本文抜粋
第6章では、筆箱事件からのキャシーとルースの関係の変化や、ヘールシャムの生徒にとって心の拠り所とされている「ロストコーナー」ノーフォークの存在などが出てきています。また、「私を離さないで」の曲に合わせて踊っているキャシーを見て泣いていたマダム。これもこの章での重要なポイントです。
ノーフォークを心の拠り所するのは、キャシーたちが自分たちはどこか欠けていると感じているから、という土居さんの意見にはなるほどなと思いました。それから、
We had still had that last bit of comfort, thinking one day, when we were grown up, and we were free to travel around the country, we could always go and find it again in Norfolk.
last bit of comfortの部分、ノーフォークが一縷の望みだとルースが言う場面から、より大切な場所であることが伝わってきました。 

第7章では、ヘールシャムでの最後の数年間について語られていて、大切な思い出もあれば深刻な事が多かった期間だったという。将来の夢を語る生徒たちにルーシー先生が臓器提供の話を持ち出します。臓器提供のことは公の場で語られることはありませんでしたが、生徒たちはトミーが負った肘の切り傷をネタに冗談を言うことはありました。
ポイントとして、収容所に入れられた兵士の話題が出てくる場面を挙げていました。ルーシー先生だけではなく、生徒たちの反応もどこか普通の子供たちとは違うと気づかされました。内藤さんがあげていた、It’s just as well the fences at Hailsham aren’t electrified. You get terrible accidents sometimes.  の部分で、ルーシー先生がまた妙なことを言っていますが、好きな時に自殺できるなんて妙だ、というくらい死ぬことへの恐怖が薄いと感じられる生徒たちだけれど、安全なヘールシャムにもし電気フェンスがあるとすると、もしかしたら事故を装って自殺する子が出てくるかもしれないということなのでしょうか。彼女の行動は謎が多いと思いました。ルーシー先生の視点で物語を追っていくのも面白いかもしれません。

課題の目的 1
次の(a)～(c)は、第6・7章の読書メモの内容と合っていますか。それぞれ「はい」か「いいえ」で答え、根拠となる本文の語句をそのまま引用してください。
(a) マダムは、キャシーが「私を離さないで」の曲に合わせて踊る姿を見て泣いていた。
(b) ヘールシャムでは、臓器提供のことが公の場でよく話題にされていた。
(c) トミーが負ったのは膝の切り傷だった。
課題の目的 2
第6・7章の読書メモを、最後の文の続きから書き継いでください。

保存済みレコード
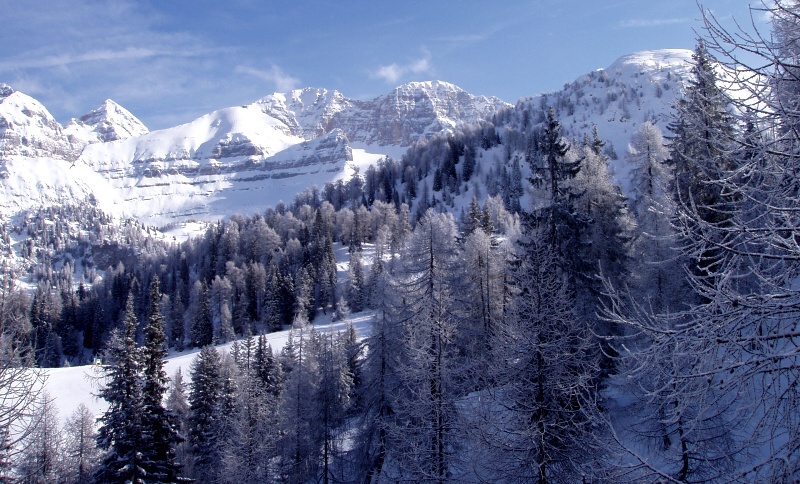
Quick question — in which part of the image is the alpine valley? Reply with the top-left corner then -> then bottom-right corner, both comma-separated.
0,50 -> 691,227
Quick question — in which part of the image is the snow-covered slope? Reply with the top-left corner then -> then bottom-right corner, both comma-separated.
70,82 -> 508,225
64,99 -> 148,145
526,49 -> 693,191
0,50 -> 691,225
0,84 -> 120,217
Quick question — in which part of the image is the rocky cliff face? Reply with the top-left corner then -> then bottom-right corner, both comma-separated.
0,84 -> 80,161
64,99 -> 148,145
256,81 -> 508,146
0,51 -> 691,225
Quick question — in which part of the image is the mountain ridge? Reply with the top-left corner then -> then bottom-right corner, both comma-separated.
0,49 -> 691,225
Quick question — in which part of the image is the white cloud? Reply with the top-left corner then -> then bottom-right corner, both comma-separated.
371,51 -> 432,84
236,64 -> 300,92
619,17 -> 695,28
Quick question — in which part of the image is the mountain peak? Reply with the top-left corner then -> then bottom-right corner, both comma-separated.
0,82 -> 14,98
66,99 -> 149,143
605,49 -> 693,76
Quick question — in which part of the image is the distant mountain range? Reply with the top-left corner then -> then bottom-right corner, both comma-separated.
0,50 -> 691,225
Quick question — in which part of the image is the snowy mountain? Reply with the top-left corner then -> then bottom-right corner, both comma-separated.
0,50 -> 691,225
0,84 -> 114,218
517,49 -> 692,193
64,99 -> 148,145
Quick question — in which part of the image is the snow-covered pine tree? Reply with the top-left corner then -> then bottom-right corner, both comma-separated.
62,403 -> 101,484
94,294 -> 147,484
139,277 -> 181,482
669,40 -> 735,284
189,280 -> 214,348
476,227 -> 602,482
188,346 -> 222,482
164,368 -> 191,474
16,392 -> 65,483
314,332 -> 353,484
278,326 -> 322,483
388,209 -> 463,482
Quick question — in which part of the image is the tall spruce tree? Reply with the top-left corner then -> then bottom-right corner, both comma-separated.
140,277 -> 181,482
95,294 -> 147,484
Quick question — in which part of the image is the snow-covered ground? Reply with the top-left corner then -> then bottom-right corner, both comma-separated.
44,311 -> 374,428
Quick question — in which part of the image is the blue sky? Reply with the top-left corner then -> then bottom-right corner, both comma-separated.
0,0 -> 760,129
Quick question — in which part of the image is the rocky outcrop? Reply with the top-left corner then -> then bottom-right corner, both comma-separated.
0,84 -> 80,161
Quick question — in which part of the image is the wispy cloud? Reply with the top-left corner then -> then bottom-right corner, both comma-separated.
370,51 -> 433,84
236,64 -> 300,92
619,17 -> 695,29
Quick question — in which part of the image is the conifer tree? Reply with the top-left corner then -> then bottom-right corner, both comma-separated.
63,403 -> 100,484
95,294 -> 147,484
139,277 -> 181,482
188,346 -> 222,481
473,229 -> 601,483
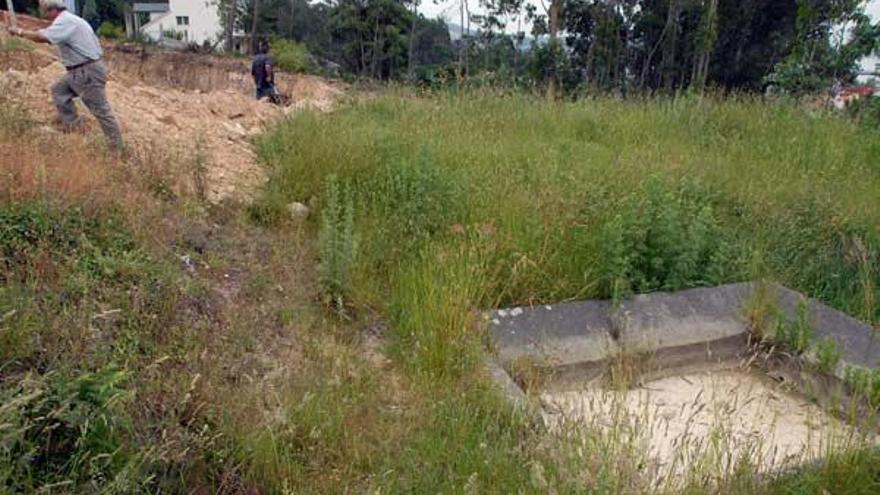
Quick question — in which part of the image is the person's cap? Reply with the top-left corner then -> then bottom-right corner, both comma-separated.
40,0 -> 67,10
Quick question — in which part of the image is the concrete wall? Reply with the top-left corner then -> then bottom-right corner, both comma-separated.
141,0 -> 223,44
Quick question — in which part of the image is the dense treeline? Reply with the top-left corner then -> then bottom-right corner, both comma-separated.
221,0 -> 880,92
3,0 -> 880,94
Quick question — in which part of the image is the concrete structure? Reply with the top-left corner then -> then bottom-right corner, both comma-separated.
132,0 -> 223,45
486,283 -> 880,388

最終回答 1
(a) はい。「「私を離さないで」の曲に合わせて踊っているキャシーを見て泣いていたマダム」
(b) いいえ。「臓器提供のことは公の場で語られることはありませんでした」
(c) いいえ。「トミーが負った肘の切り傷」

最終回答 2
今回は授業中に疑問点がいくつか出てきました。

■「なぜマダムがあの時キャシーの部屋の前にいたのか」。
「マダム=展示会の時に来る人」のイメージがあるので、本当になぜあの時にいたのか謎ですね……。先生のおっしゃったとおり、怖いとも感じます。先を読んだから言えることですが、マダムはクローンである生徒たちのことを恐れつつも気にかけているので、ただ単にヘールシャムを訪れた時に偶然音楽が聞こえたから、ということでしょうか。

■「ヘールシャムの生徒たちはどのように“母”を教えられたのか」
私の意見としては、確かたばこなどの教育に良くない絵が入っているもの以外は規制されていなかったと思うので、本から得た情報で“母”とはこういうものなんだ、と最初のきっかけとして学んだのではないかと思いました。あと作中では、第7章にも絡みますが、「教わっているようで、教わってない」の話が出ていて、本当に理解できるようになる少し前に先生が教えているんじゃないか、とトミーが話します。他の話をしているときに話題をすり替えて、子供が産めない体のことと同様に、母親についても実はさらっと教えられていていた……のでは。ルーシー先生以外の人はなかなか単刀直入に「あなたたちには母親はいません」と言えないと思うので、自分で気づいてもらいたいというかんじでしょうか。クローンだとはいえ、自分たちと同じ形をした子供たちにそんな事実は告げるのはためらわれると思います。

《感想》
今回は疑問点が多く出たので、それらを抑えつつしっかり読み直そうと思います。
そして、もうひとつの「なぜタイトルが『私を離さないで』なのか」についてはまだしっかりとした考えを持てずにいるので、これから考えていきたいです

=====ここまで=====

話に出てきた謎についての長坂さんの分析をありがとう。母親のことは私は以前には全く考えていなかったので、そのことについて疑問が出されたこと自体、面白かったです。この小説では「見る/見られる」の場面がかなり重要だと思うのですが、キャシーが音楽に心身を委ねているところをマダムに見られる場面、タイトルとの関連からも気になりますね。